Segment Open
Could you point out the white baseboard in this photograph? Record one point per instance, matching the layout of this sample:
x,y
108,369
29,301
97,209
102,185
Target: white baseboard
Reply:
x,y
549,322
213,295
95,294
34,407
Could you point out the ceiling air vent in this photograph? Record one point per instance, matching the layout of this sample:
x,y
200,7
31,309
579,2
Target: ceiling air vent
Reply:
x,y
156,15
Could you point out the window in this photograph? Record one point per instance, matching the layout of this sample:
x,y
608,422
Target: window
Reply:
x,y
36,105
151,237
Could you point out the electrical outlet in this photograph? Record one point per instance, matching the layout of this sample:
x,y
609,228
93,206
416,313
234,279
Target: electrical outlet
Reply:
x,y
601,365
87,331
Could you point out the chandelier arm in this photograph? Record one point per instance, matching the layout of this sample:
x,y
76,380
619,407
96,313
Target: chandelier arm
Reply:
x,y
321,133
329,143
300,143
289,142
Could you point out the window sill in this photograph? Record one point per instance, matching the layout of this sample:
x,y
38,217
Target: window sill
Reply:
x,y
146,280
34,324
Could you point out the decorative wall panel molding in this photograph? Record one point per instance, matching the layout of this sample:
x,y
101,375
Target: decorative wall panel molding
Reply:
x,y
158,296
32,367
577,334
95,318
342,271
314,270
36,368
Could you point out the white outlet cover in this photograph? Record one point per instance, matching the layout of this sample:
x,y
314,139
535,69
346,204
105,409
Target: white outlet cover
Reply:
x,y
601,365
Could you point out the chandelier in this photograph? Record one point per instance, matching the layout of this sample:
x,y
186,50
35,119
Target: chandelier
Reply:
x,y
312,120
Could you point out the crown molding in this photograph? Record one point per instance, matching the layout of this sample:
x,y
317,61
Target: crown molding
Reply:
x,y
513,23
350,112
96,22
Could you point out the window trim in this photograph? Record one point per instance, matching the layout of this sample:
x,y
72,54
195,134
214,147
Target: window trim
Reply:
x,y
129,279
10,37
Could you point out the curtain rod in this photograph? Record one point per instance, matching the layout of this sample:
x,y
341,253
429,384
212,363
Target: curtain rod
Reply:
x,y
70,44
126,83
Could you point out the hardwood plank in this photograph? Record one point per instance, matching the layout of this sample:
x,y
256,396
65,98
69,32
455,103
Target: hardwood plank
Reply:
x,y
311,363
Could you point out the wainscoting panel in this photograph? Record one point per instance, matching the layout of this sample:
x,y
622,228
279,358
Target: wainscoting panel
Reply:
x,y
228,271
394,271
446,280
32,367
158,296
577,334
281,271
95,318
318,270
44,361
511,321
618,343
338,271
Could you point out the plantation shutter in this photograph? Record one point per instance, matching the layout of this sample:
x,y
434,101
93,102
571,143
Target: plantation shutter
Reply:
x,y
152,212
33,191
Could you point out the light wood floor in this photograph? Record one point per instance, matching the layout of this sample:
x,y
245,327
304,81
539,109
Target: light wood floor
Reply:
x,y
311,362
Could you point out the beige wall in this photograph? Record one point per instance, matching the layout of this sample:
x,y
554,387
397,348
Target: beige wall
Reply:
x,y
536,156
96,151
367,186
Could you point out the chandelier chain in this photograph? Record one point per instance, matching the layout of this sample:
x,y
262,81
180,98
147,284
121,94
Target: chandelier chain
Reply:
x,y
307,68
Segment Closed
Transcribe the full set of records precisely.

Could you point out the white baseboard in this photograph? Record one point per instance, matching the layout of this sample:
x,y
108,369
29,301
97,209
102,185
Target: white baseboard
Reply:
x,y
549,322
213,295
95,294
34,407
Could you point out the ceiling air vent in this photograph? Record one point per instance, matching the layout of this sample:
x,y
200,7
31,309
579,2
Target: ceiling air vent
Reply:
x,y
156,15
Could you point out the window in this photograph? Record one point per instance, matching the layout of this sample:
x,y
608,422
Target: window
Reply:
x,y
36,105
151,237
Could you point out the electrical outlet in this photograph? Record one point per instance, matching the layout of this sample:
x,y
609,228
93,206
416,313
234,279
Target: electrical outlet
Reply:
x,y
601,365
87,331
Could you point out the chandelier arm in this photograph? Record one point per instance, matching the layout of this sample:
x,y
76,380
619,407
96,313
Target: chandelier arm
Reply:
x,y
321,133
329,143
300,143
289,142
Could you point out the window sill in this photograph? Record one point per instance, matching the layout of this sample:
x,y
38,217
Target: window sill
Reply:
x,y
146,280
34,324
Could you point out the decorative wall panel molding in this photograph? Record one point per instance, matching the layout of this sample:
x,y
101,375
Target: decorative wall panel molding
Reply:
x,y
158,296
32,367
577,334
95,318
342,271
314,270
36,368
Could you point out the white outlet cover in this photograph? Record one point per instance, matching the layout of this sample:
x,y
314,139
535,69
346,204
105,409
Target: white outlet cover
Reply:
x,y
601,365
Could you point out the chandelier in this photograph? Record one point per instance, matching the layout of this sample:
x,y
186,50
35,119
Target: chandelier
Reply:
x,y
312,120
Could you point out the crown molding in this photograph? Record one point per instance, matching the layout of this sample:
x,y
317,61
Target: crown molding
Reply:
x,y
513,23
350,112
96,22
Could you point out the window trim in this photograph? Record one point per instance, matching the layout of this sample:
x,y
72,54
195,134
214,147
Target: window trim
Reply:
x,y
129,279
10,37
Could you point out the curtain rod in this photograph? Record one point per instance, matching the layout of this sample:
x,y
341,253
429,384
212,363
Target: curtain rod
Reply:
x,y
70,44
126,83
Could you point out the hardwood plank in this photograph? Record one point per instance, matching the layout of this sample:
x,y
256,396
65,98
69,32
455,103
Target: hardwood plank
Reply:
x,y
311,363
Could you point out the wainscoting panel in this photograph? Record one point per instance, matching the layout of this sample:
x,y
622,228
279,358
Target: wainscoting panel
Reply:
x,y
228,271
394,271
446,280
32,367
158,296
577,334
281,271
95,318
318,270
44,361
511,321
618,343
338,271
Could you point out the plantation shutter in this photograph? Record one point per instance, matching the layout of this sample:
x,y
434,101
93,102
571,143
Target: plantation shutter
Reply:
x,y
152,212
33,191
Could you point out the light wood floor in this photograph? Record one point per instance, matching the layout of this sample:
x,y
245,327
304,81
539,109
Target: light wood floor
Reply:
x,y
311,362
Could you point out the beige wall in this photograph? Record one point per instance, matching the layout of this sample:
x,y
554,387
397,348
Target: beige wall
Reply:
x,y
536,156
96,151
367,186
Could you point out the chandelier chain in this photograph? Record one point per instance, matching the layout of this sample:
x,y
262,81
180,98
147,284
121,94
Target: chandelier chain
Reply:
x,y
307,68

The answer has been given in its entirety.